» **Text segment**:
Having just endured the ghastly performance taken place in the Capital, it’s back to ghastly business as usual, watching the flotsam circle the drain and wonder who gets sucked down first …
– America dodged the default bullet but the same interests who held the country hostage are still alive and free to walk around outside.
– Budget roulette shows that people learn fast, everyone is ‘Doing the Paulson’ like crazy and taking hostages. Obviously some sort of default will take place at some point in the future and the game-playing will end. Interests won’t be walking around outside, anymore. Part of the big picture problem has been the excess moral hazard, nobody is held accountable for anything.
– The fact of economic hostage taking and its necessity indicates ‘Business As Usual’ is losing its grip. The enterprise cannot justify itself by way of rational economic arguments: it must threaten its own extinction in order to obtain permission … to undermine itself! How Bizarre. Business is in a coffin corner: it needs exponentially expanding debt to continue to profit even as the costs of that debt have become far too great for any economy to service.
Nothing new here: industrial economies lose money. They cannot operate for long out of their own cash flow. Our ‘innovative’ businessmen have decided our money-losing economy is so important the government itself needs to be sacrificed to it. This is pure desperation: it means there country is running out of things/places/ideals/processes/resources to hurl into the furnace! Now what?
Extortion is showing diminishing returns. The thing held hostage is diminished in worth by the process of being held hostage! The currently decrepit economy hardly justifies the effort, it must borrow from the hostage-taker to pay its own ransom.
Indeed, business has been awful, for years and years. Why else did the country run up fifty trillion dollars in debts in the first place? Where are the organic profits? When do these show up? Do they ever?
Debt is monetized losses or risk, rented to ‘entrepreneurs’ and finance ‘innovators’. That is why the world’s economies embrace finance: their ‘productive’ petroleum-driven enterprises all lose money! Some means must be found to disguise the onrunning indebtedness that results and spread the losses to … the elderly or cats and dogs!
A failure at such profound levels needs to be replaced by something better, right?
Figure 1: Chart of sovereign nations’ debt burden relative to GDP. (Atlantic) Click for big:
Figure 2: Non- Finance Business debt/GDP.
All the countries are broke. Industrialization does not earn enough to support itself. Instead, its artifacts become collateral for promises that are ultimately never honored. It is not that our economies contain the occasional Ponzi scheme, our economies ARE Ponzi schemes. In order to keep our enterprise lurching along some significant economic entity must continually absorb system losses and be able to monetize them.
Otherwise nobody would earn anything!
This is why there aren’t any real cuts in the debt ceiling agreement. There can’t be! Any cuts and businesses will fail which in turn would lead to the debt overhang to delever.
Because private entities cannot carry losses for more than very short periods without failing the governments become the ‘designated failures’ or debt sinks. A government can theoretically carry unlimited amounts of debt because it can create the currency the debts are denominated in and can never be rendered insolvent.
This is why the debt-ceiling brouhaha has been so silly. The US government cannot default unless it chooses to do so. The US has a Treasury: it has its own assets, it can simply issue currency or cancel debts to itself.

» **Challenge 1**: Tally the lines in the rows below that contain the word "roof". Give only the number.

» **Provided information**:
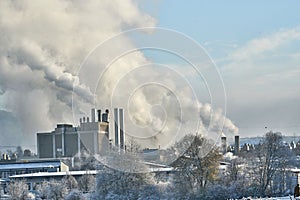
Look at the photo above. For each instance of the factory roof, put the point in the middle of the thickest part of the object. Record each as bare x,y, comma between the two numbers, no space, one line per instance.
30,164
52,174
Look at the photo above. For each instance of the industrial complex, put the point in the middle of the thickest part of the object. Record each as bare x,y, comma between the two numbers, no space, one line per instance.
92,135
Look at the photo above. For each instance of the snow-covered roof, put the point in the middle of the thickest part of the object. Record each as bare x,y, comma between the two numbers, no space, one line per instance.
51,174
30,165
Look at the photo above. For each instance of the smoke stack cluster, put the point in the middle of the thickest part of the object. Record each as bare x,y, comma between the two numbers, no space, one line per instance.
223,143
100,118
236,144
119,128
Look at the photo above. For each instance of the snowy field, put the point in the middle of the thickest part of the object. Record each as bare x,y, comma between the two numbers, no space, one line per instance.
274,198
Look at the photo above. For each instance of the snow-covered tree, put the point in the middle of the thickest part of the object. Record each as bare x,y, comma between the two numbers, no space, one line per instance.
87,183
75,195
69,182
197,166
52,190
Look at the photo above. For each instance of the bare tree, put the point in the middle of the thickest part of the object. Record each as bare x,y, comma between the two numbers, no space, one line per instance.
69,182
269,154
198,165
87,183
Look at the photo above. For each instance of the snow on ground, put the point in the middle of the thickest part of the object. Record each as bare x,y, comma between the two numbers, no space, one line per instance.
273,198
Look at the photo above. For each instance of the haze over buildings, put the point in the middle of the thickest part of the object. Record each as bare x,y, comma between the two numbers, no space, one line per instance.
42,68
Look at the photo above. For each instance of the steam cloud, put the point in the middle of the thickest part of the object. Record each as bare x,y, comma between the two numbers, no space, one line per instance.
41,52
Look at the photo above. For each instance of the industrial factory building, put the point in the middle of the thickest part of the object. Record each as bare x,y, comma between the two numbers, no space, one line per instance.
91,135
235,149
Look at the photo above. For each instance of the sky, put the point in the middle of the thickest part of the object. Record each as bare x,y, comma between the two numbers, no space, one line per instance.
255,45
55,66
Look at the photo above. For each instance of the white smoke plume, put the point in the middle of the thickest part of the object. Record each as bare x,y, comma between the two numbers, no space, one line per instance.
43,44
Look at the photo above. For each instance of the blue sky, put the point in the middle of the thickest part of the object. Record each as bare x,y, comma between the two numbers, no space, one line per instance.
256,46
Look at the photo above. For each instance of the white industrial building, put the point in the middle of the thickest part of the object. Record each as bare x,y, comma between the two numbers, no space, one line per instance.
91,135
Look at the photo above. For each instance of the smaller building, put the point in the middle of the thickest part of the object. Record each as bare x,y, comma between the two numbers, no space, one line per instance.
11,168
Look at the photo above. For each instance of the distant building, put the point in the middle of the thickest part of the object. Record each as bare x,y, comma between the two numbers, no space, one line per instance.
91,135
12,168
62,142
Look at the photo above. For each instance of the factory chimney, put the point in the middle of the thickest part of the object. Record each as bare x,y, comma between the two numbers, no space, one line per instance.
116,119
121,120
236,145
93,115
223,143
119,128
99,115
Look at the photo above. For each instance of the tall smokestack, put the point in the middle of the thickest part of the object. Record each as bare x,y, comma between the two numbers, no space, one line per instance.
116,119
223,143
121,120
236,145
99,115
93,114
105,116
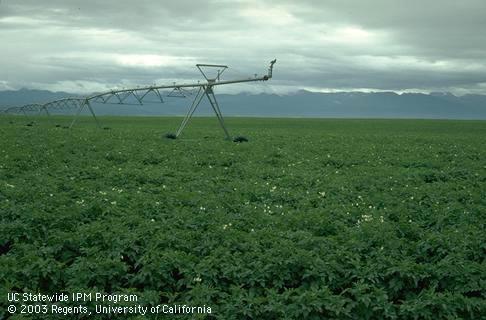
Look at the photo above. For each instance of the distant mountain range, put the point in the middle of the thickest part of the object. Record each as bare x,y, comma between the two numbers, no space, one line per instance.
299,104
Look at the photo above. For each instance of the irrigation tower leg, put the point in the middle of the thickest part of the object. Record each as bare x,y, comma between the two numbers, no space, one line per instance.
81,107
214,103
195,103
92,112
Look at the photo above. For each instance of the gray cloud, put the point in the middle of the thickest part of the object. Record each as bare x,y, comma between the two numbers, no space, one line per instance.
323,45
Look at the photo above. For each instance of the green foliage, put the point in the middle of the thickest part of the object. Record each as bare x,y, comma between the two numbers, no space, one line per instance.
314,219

» **Challenge 2**: In the post above, condense the paragraph that begins "All the countries are broke" into a shorter version that keeps its main facts.

» **Written reply 1**: 2

» **Written reply 2**: Every country is broke because industrialization cannot earn enough to support itself. Its artifacts become collateral for promises that are never honored, so our economies are Ponzi schemes, not merely home to an occasional one. To keep the enterprise going, some significant economic entity must continually absorb the system's losses and be able to monetize them.